▶ _Goal_
Return, unchanged, the lines of the data below between the line containing "trunk in the given photograph." and the line containing "[0,0,452,329]", inclusive. Give only those lines.

○ ○ ○

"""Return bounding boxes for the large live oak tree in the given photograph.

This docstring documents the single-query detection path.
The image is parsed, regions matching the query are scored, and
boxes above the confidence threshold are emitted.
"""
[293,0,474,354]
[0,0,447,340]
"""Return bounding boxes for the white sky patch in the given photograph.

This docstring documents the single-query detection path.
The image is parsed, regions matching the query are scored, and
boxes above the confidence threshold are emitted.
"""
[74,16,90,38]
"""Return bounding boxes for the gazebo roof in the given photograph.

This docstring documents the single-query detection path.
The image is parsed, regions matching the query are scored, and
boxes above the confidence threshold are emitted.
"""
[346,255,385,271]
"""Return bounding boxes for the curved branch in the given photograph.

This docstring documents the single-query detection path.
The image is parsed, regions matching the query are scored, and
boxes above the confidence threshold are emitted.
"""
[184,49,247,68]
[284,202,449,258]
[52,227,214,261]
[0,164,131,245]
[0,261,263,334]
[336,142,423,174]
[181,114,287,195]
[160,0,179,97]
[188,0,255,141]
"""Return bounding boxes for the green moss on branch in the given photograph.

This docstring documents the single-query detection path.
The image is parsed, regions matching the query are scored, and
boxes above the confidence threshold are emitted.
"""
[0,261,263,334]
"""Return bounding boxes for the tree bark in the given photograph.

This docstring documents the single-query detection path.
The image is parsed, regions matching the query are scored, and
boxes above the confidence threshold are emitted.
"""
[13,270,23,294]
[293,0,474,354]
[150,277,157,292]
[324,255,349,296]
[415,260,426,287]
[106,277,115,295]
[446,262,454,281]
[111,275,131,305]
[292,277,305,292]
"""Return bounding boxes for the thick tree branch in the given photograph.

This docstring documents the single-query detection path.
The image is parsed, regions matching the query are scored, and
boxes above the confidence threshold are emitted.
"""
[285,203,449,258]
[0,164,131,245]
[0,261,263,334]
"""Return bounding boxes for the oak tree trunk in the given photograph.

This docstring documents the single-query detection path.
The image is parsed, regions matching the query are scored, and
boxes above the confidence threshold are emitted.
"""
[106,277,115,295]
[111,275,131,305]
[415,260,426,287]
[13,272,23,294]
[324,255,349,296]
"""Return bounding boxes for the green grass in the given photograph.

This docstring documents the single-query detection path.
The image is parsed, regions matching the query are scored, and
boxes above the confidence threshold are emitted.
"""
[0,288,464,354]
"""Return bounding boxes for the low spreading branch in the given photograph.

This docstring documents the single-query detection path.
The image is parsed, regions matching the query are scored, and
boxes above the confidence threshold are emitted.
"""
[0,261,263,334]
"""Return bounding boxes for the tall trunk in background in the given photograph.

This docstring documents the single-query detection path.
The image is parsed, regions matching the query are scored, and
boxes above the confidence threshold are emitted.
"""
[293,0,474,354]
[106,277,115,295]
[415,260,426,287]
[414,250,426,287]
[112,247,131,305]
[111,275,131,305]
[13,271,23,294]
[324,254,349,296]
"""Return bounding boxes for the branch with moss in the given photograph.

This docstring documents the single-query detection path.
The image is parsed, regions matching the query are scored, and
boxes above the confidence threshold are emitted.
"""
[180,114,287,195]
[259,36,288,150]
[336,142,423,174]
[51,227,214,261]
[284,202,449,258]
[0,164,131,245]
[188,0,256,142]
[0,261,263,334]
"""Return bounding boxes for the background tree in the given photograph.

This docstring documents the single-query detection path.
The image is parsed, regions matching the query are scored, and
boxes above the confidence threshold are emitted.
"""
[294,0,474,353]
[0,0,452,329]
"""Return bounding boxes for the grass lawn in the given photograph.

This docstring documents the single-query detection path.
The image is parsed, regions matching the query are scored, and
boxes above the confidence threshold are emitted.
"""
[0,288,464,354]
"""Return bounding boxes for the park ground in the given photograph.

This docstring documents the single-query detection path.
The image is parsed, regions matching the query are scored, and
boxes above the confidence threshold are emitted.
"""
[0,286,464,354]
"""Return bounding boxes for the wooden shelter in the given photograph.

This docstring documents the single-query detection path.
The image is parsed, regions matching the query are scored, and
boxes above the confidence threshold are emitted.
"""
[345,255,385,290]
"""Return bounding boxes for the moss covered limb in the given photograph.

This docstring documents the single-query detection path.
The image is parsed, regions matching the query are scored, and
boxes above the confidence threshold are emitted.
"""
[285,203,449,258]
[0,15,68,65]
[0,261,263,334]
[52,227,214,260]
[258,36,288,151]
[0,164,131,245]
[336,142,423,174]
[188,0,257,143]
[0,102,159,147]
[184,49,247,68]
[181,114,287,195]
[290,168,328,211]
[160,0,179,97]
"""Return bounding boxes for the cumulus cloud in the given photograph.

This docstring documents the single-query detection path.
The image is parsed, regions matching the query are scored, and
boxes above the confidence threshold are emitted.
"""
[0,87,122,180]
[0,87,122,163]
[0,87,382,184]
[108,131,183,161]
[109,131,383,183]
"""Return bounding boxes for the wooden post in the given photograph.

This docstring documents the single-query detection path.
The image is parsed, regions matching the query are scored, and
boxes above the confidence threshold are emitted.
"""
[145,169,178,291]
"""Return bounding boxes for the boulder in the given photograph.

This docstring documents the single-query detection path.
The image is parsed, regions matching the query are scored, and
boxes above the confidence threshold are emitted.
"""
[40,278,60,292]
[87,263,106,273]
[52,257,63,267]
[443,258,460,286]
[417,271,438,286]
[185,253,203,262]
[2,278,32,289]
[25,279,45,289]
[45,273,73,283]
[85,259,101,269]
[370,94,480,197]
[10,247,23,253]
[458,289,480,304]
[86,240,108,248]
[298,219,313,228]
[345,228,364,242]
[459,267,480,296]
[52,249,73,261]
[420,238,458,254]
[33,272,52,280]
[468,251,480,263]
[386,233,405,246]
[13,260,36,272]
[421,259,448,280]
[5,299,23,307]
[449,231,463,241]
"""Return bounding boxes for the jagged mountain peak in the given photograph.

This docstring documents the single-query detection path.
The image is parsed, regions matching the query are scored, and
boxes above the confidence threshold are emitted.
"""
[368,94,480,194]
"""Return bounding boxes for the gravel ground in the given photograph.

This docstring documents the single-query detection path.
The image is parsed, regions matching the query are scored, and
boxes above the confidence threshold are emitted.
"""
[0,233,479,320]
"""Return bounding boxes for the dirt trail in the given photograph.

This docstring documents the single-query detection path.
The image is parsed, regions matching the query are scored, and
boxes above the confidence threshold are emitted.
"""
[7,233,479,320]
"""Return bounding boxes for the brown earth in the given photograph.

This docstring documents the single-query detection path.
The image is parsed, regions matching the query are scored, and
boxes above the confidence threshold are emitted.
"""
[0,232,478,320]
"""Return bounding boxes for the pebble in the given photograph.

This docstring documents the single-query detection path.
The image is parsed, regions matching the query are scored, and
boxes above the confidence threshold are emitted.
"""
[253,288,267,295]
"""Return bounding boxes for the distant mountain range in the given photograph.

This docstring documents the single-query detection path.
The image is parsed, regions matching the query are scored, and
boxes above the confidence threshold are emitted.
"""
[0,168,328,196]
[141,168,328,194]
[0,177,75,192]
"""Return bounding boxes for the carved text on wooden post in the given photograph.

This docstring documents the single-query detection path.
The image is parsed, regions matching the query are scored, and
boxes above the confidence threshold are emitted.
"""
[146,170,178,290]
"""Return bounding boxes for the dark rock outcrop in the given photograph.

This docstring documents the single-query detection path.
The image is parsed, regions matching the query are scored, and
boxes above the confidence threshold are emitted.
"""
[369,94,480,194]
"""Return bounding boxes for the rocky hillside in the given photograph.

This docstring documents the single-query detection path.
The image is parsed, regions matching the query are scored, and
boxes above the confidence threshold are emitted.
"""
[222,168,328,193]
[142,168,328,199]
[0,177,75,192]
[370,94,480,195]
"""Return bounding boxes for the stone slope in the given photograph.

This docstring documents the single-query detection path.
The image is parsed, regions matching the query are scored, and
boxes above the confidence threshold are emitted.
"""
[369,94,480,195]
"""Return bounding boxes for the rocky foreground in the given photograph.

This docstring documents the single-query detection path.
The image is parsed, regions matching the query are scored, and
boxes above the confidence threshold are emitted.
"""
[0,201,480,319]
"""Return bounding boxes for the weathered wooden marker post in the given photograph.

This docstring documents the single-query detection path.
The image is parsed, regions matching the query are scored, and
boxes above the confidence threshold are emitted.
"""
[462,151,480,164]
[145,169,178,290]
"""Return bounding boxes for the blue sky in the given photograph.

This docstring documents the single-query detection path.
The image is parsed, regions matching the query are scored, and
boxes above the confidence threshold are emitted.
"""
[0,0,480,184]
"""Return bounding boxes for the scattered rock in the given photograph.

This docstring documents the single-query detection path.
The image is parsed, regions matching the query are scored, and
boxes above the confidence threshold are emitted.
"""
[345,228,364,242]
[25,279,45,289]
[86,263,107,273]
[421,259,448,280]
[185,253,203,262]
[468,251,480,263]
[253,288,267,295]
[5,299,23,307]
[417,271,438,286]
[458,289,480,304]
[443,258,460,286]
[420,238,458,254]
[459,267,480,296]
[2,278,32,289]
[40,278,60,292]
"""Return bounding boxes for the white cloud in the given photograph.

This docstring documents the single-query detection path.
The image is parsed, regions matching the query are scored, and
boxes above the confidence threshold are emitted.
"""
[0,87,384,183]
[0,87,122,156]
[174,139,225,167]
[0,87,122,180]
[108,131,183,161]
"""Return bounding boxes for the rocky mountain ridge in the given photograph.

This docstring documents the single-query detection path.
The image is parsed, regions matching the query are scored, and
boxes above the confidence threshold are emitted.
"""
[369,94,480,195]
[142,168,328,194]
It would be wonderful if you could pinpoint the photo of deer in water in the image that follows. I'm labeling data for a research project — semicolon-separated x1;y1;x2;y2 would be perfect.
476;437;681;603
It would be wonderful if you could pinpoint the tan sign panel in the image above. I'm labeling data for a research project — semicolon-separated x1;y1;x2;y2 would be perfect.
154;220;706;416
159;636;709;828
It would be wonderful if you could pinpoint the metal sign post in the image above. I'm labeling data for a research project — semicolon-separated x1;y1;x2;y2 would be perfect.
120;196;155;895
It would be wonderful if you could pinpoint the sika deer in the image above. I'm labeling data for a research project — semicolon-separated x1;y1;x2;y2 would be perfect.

○ ○ ○

▶ _Output for this exercise_
"""Return bounding boxes for the oak tree trunk in the given photograph.

This docstring documents the single-query detection path.
The image is parsed, regions matching the query are scored, and
boxes above the confidence threshold are emitted.
"""
[106,277,115,295]
[111,275,131,305]
[415,260,426,287]
[13,272,23,294]
[324,255,349,296]
"""Return bounding boxes for the green grass in the given photograph.

This docstring documents the single-query detection path.
The image is parsed, regions matching the query are scored, and
boxes above the confidence threshold are emitted.
"""
[0,288,464,354]
"""Return bounding boxes for the low spreading branch in the given photograph.

This docstring documents the single-query detection path.
The image is parsed, regions matching the query are scored, and
boxes above the confidence threshold are emitted.
"""
[0,261,263,334]
"""Return bounding boxes for the tall trunk in background in the given photograph.

This docstring documents the single-query detection path.
The image is parsed, regions matching the query are scored, and
boxes above the confidence threshold are emitted.
"""
[293,0,474,354]
[106,277,115,295]
[415,260,426,287]
[414,250,426,287]
[112,247,131,305]
[111,275,131,305]
[13,271,23,294]
[324,254,349,296]
"""Return bounding boxes for the branch with moss in the given photograph.

This docstring documents the single-query detection path.
The image is parsed, regions matching the query are scored, and
boxes above the confidence threshold are emitted.
"""
[180,114,287,195]
[259,36,288,150]
[336,142,423,174]
[51,227,214,261]
[284,202,449,258]
[0,164,131,245]
[188,0,256,142]
[0,261,263,334]
"""Return bounding boxes for the background tree in the given photograph.

This docstring documents the single-query detection path.
The image is parsed, regions matching the query are scored, and
boxes above the confidence threshold are emitted.
"""
[294,0,474,353]
[0,0,452,329]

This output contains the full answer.